═════ Exercise data
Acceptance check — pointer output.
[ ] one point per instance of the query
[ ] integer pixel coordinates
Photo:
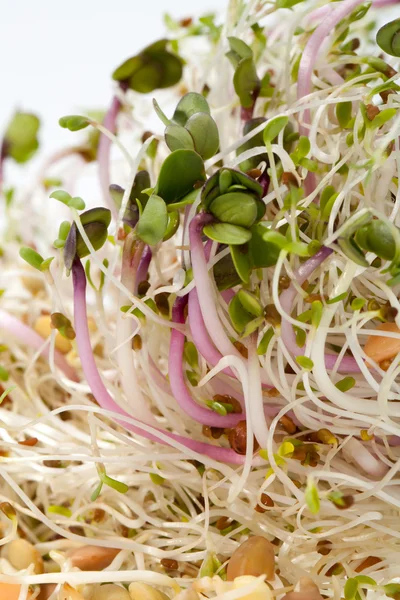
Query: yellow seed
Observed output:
(92, 558)
(261, 592)
(67, 592)
(110, 591)
(43, 327)
(254, 557)
(22, 554)
(380, 348)
(142, 591)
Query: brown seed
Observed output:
(22, 554)
(324, 547)
(242, 349)
(170, 564)
(289, 178)
(136, 342)
(92, 558)
(266, 501)
(372, 111)
(222, 523)
(368, 562)
(29, 442)
(254, 557)
(288, 425)
(226, 399)
(238, 438)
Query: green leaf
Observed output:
(74, 122)
(189, 105)
(305, 362)
(384, 116)
(263, 253)
(32, 257)
(352, 251)
(250, 303)
(392, 590)
(246, 82)
(238, 51)
(345, 384)
(350, 589)
(239, 316)
(235, 208)
(343, 113)
(61, 196)
(172, 225)
(177, 137)
(20, 138)
(376, 237)
(265, 340)
(204, 132)
(273, 128)
(225, 233)
(179, 173)
(241, 260)
(153, 223)
(388, 38)
(311, 496)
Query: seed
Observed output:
(288, 425)
(142, 591)
(92, 558)
(265, 501)
(371, 111)
(222, 523)
(110, 591)
(46, 590)
(67, 592)
(42, 326)
(324, 547)
(381, 348)
(22, 554)
(226, 399)
(10, 591)
(238, 438)
(254, 557)
(242, 349)
(137, 342)
(29, 442)
(170, 564)
(368, 562)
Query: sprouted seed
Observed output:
(199, 370)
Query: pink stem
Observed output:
(103, 154)
(103, 397)
(177, 381)
(347, 364)
(311, 51)
(29, 337)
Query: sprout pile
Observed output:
(200, 365)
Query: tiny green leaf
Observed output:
(190, 167)
(225, 233)
(235, 208)
(177, 137)
(312, 497)
(388, 38)
(32, 257)
(74, 122)
(273, 128)
(61, 196)
(153, 222)
(305, 362)
(204, 132)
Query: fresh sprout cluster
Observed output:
(199, 375)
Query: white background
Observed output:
(56, 57)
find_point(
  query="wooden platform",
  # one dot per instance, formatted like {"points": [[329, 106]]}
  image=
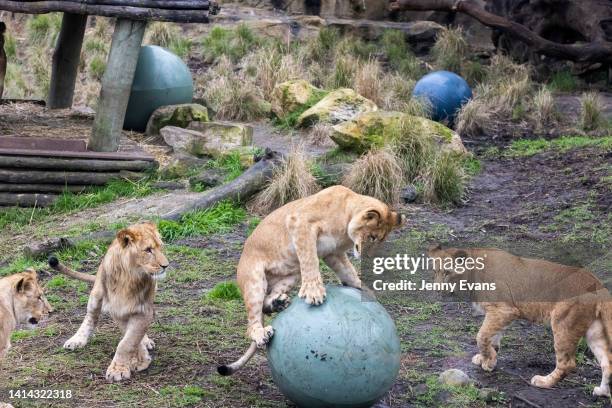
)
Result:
{"points": [[33, 171]]}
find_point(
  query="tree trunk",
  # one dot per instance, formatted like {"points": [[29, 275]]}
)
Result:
{"points": [[65, 64], [26, 200], [116, 85], [595, 51]]}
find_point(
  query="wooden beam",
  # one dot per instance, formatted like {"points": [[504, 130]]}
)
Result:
{"points": [[50, 163], [65, 63], [40, 188], [27, 200], [116, 85], [63, 177], [135, 13]]}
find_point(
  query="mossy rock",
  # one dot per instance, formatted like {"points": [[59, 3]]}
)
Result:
{"points": [[290, 96], [368, 130], [336, 107], [176, 115]]}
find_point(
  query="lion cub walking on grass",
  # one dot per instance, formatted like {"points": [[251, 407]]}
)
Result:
{"points": [[124, 287], [571, 299], [21, 302], [287, 244]]}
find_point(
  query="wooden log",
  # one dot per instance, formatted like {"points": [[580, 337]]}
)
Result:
{"points": [[65, 63], [162, 4], [50, 163], [27, 200], [123, 12], [597, 51], [240, 189], [39, 188], [116, 85], [63, 177]]}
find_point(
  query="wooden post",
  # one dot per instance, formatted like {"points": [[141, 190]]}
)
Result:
{"points": [[116, 85], [66, 59]]}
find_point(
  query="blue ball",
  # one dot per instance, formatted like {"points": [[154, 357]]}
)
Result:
{"points": [[445, 91], [343, 353], [161, 79]]}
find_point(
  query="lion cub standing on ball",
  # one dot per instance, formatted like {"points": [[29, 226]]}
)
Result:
{"points": [[124, 287], [287, 246]]}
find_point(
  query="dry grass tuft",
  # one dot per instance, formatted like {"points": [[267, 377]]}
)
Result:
{"points": [[544, 108], [444, 180], [378, 174], [591, 116], [450, 49], [291, 180], [368, 81]]}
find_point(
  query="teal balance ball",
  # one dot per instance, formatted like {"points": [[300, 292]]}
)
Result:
{"points": [[445, 91], [343, 353], [161, 79]]}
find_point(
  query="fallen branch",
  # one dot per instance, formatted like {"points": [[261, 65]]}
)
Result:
{"points": [[239, 189], [598, 51]]}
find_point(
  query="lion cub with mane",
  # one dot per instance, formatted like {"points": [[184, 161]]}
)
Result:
{"points": [[287, 245], [571, 299], [124, 287]]}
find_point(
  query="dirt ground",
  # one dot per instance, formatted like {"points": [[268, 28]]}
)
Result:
{"points": [[538, 203]]}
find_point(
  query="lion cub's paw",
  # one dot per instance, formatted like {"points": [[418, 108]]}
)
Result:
{"points": [[118, 372], [75, 342], [601, 392], [262, 336], [312, 292], [281, 303], [148, 343], [542, 381]]}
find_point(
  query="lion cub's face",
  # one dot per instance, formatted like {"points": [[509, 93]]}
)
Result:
{"points": [[144, 249], [29, 302], [372, 225]]}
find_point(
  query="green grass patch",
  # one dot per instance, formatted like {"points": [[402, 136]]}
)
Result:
{"points": [[290, 120], [563, 81], [220, 218], [224, 291], [529, 147]]}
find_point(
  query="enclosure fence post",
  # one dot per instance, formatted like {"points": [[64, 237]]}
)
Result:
{"points": [[116, 85], [66, 57]]}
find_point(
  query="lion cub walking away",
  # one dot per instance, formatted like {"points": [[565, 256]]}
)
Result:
{"points": [[287, 244], [571, 299], [124, 287], [21, 302]]}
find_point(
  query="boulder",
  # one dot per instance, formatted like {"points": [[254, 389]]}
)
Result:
{"points": [[454, 377], [176, 115], [208, 138], [368, 129], [338, 106], [290, 95]]}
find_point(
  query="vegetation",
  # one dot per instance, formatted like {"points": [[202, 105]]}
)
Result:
{"points": [[291, 180]]}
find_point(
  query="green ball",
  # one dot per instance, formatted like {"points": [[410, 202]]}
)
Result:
{"points": [[161, 79], [343, 353]]}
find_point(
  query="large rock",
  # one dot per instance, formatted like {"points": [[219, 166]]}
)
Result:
{"points": [[176, 115], [338, 106], [290, 95], [454, 377], [208, 138], [368, 129]]}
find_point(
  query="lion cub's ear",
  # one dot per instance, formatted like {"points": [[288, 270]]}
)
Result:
{"points": [[125, 237], [24, 284]]}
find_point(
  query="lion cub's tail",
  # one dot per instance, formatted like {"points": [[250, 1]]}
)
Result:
{"points": [[55, 264], [238, 364]]}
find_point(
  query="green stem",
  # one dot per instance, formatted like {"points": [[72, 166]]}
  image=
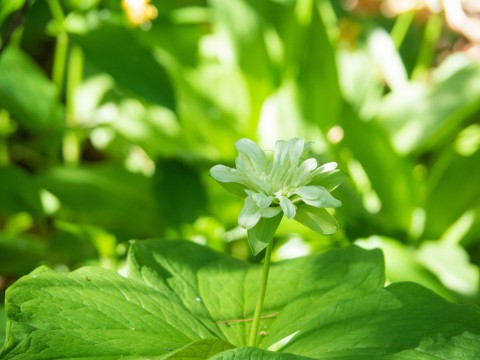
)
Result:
{"points": [[61, 47], [400, 28], [261, 297], [71, 142], [5, 130]]}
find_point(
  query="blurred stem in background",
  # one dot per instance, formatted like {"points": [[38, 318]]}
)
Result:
{"points": [[71, 143], [401, 26], [427, 52], [6, 128]]}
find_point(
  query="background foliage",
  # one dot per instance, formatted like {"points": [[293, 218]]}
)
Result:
{"points": [[108, 128]]}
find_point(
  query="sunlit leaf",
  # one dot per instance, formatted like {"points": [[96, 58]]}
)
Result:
{"points": [[26, 92], [118, 52]]}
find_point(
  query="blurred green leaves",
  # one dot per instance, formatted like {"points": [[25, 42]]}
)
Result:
{"points": [[27, 94], [114, 49]]}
══════════
The request: Transcribe all the lines above exactly, apart from the pictures.

Solution to this task:
Acceptance check — pointer output.
[ ] one point per instance of the query
[ ] integer pixel coordinates
Photo:
Query: yellow seed
Observed output:
(92, 558)
(261, 592)
(67, 592)
(110, 591)
(43, 327)
(254, 557)
(22, 554)
(380, 348)
(142, 591)
Query: brown seed
Observed output:
(22, 554)
(324, 547)
(242, 349)
(170, 564)
(289, 178)
(136, 342)
(92, 558)
(266, 501)
(372, 111)
(222, 523)
(368, 562)
(29, 442)
(254, 557)
(288, 425)
(226, 399)
(238, 438)
Query: green leaf
Observed output:
(74, 122)
(189, 105)
(305, 362)
(384, 116)
(263, 253)
(32, 257)
(352, 251)
(250, 303)
(392, 590)
(246, 82)
(238, 51)
(345, 384)
(350, 589)
(239, 316)
(235, 208)
(343, 113)
(61, 196)
(172, 225)
(177, 137)
(20, 138)
(376, 237)
(265, 340)
(204, 132)
(273, 128)
(225, 233)
(179, 173)
(241, 260)
(153, 223)
(388, 38)
(311, 496)
Query: seed
Observed output:
(288, 425)
(142, 591)
(92, 558)
(265, 501)
(371, 111)
(222, 523)
(110, 591)
(46, 590)
(67, 592)
(42, 326)
(324, 547)
(381, 348)
(22, 554)
(226, 399)
(10, 591)
(238, 438)
(254, 557)
(242, 349)
(137, 342)
(29, 442)
(170, 564)
(368, 562)
Query: sprouted seed
Observed output:
(199, 370)
Query: pink stem
Observed output:
(103, 154)
(103, 397)
(177, 381)
(347, 364)
(311, 51)
(29, 337)
Query: sprout pile
Observed output:
(200, 365)
Query: tiny green leaf
Observed output:
(190, 167)
(225, 233)
(235, 208)
(177, 137)
(312, 497)
(388, 38)
(32, 257)
(74, 122)
(273, 128)
(61, 196)
(153, 222)
(305, 362)
(204, 132)
Query: fresh sprout cluster
Observed output:
(199, 375)
Query: white background
Observed output:
(56, 57)
find_point(
  query="wooden platform",
  # one dot per instance, formatted like {"points": [[329, 106]]}
  image=
)
Result:
{"points": [[33, 171]]}
find_point(
  query="tree trunk",
  # one dot per instance, formatted like {"points": [[29, 275]]}
)
Result:
{"points": [[65, 64], [26, 200], [116, 85], [595, 51]]}
find_point(
  query="wooden beam",
  # one dot per instance, formatted like {"points": [[504, 130]]}
)
Result:
{"points": [[50, 163], [65, 63], [40, 188], [27, 200], [116, 85], [63, 177], [135, 13]]}
find_point(
  query="mossy rock",
  # one dot per instance, formatted like {"points": [[59, 3]]}
)
Result:
{"points": [[290, 96], [368, 130], [336, 107], [176, 115]]}
find_point(
  query="lion cub walking on grass",
  # one dot per instance, formatted like {"points": [[251, 407]]}
)
Result:
{"points": [[124, 287], [571, 299], [21, 302], [287, 244]]}
find_point(
  query="wooden log",
  # one dot per instance, formatted like {"points": [[580, 337]]}
)
Result:
{"points": [[65, 63], [162, 4], [50, 163], [27, 200], [123, 12], [597, 51], [240, 189], [39, 188], [116, 85], [63, 177]]}
find_point(
  query="wooden post",
  # one dot per instance, formatted like {"points": [[141, 190]]}
)
Result:
{"points": [[116, 85], [66, 59]]}
find_point(
  query="blue ball",
  # one dot per instance, formatted like {"points": [[154, 357]]}
)
Result:
{"points": [[445, 91], [343, 353], [161, 79]]}
find_point(
  query="lion cub standing on ball",
  # one dot per instance, formatted like {"points": [[29, 226]]}
)
Result:
{"points": [[124, 287], [287, 246]]}
find_point(
  query="dry grass tuft",
  # one dot per instance, formatted like {"points": [[267, 377]]}
)
Result:
{"points": [[544, 108], [444, 180], [378, 174], [591, 116], [450, 49], [291, 180], [368, 81]]}
find_point(
  query="teal balance ball",
  # one dot per instance, formatted like {"points": [[300, 292]]}
)
Result:
{"points": [[445, 91], [343, 353], [161, 79]]}
find_point(
  query="fallen branch",
  # one dot per instance, formatted like {"points": [[261, 65]]}
)
Result:
{"points": [[239, 189], [598, 51]]}
find_point(
  query="lion cub with mane",
  # one dot per instance, formatted like {"points": [[184, 161]]}
)
Result:
{"points": [[287, 245], [571, 299], [124, 287]]}
find_point(
  query="dirt ground",
  # one dot per instance, formatted like {"points": [[268, 28]]}
)
Result:
{"points": [[538, 203]]}
find_point(
  query="lion cub's paw",
  # one dot per instance, formatted like {"points": [[418, 108]]}
)
Result:
{"points": [[118, 372], [75, 342], [601, 392], [262, 336], [312, 292], [281, 303], [148, 343], [542, 381]]}
find_point(
  query="lion cub's face",
  # one dot per instance, formatted like {"points": [[509, 93]]}
)
Result:
{"points": [[144, 249], [29, 302], [372, 225]]}
find_point(
  query="green grass patch",
  # one dot per instance, formatted like {"points": [[402, 136]]}
)
Result:
{"points": [[290, 120], [563, 81], [220, 218], [224, 291], [529, 147]]}
find_point(
  query="enclosure fence post",
  # one dot per instance, formatted like {"points": [[64, 237]]}
)
Result:
{"points": [[116, 85], [66, 57]]}
find_point(
  query="lion cub walking away",
  # one dot per instance, formatted like {"points": [[565, 256]]}
)
Result:
{"points": [[287, 244], [571, 299], [124, 287], [21, 302]]}
find_point(
  query="boulder",
  # one dot per instance, formatted like {"points": [[254, 389]]}
)
Result:
{"points": [[454, 377], [176, 115], [208, 138], [368, 129], [338, 106], [290, 95]]}
find_point(
  query="vegetation",
  # one dot per instance, formatted like {"points": [[202, 105]]}
)
Result:
{"points": [[291, 180]]}
find_point(
  query="green ball",
  # one dot per instance, formatted like {"points": [[410, 202]]}
)
Result:
{"points": [[161, 79], [343, 353]]}
find_point(
  query="large rock",
  # one dot per instance, formatted like {"points": [[219, 166]]}
)
Result:
{"points": [[176, 115], [338, 106], [290, 95], [454, 377], [208, 138], [368, 129]]}
find_point(
  query="lion cub's ear",
  # one dot per instance, formatted like {"points": [[288, 270]]}
)
Result:
{"points": [[125, 237], [24, 284]]}
find_point(
  query="lion cub's tail",
  # one dot per instance, formatted like {"points": [[250, 1]]}
)
Result:
{"points": [[55, 264], [238, 364]]}
find_point(
  query="green stem",
  # one dot per instance, formatted like {"points": [[72, 166]]}
  image=
)
Result:
{"points": [[61, 47], [400, 28], [261, 297], [71, 142], [5, 130]]}
find_point(
  query="blurred stem in background",
  # one dot per instance, formatted like {"points": [[38, 318]]}
)
Result:
{"points": [[71, 143], [401, 26], [427, 52], [6, 128]]}
find_point(
  query="background foliage",
  # one dot per instance, formatted like {"points": [[293, 218]]}
)
Result:
{"points": [[108, 128]]}
find_point(
  query="sunlit leaf",
  # one dot per instance, formatted like {"points": [[96, 58]]}
)
Result:
{"points": [[26, 92], [118, 52]]}
find_point(
  query="blurred green leaves",
  # one dot per instance, formatted like {"points": [[25, 42]]}
)
Result:
{"points": [[27, 94], [114, 49]]}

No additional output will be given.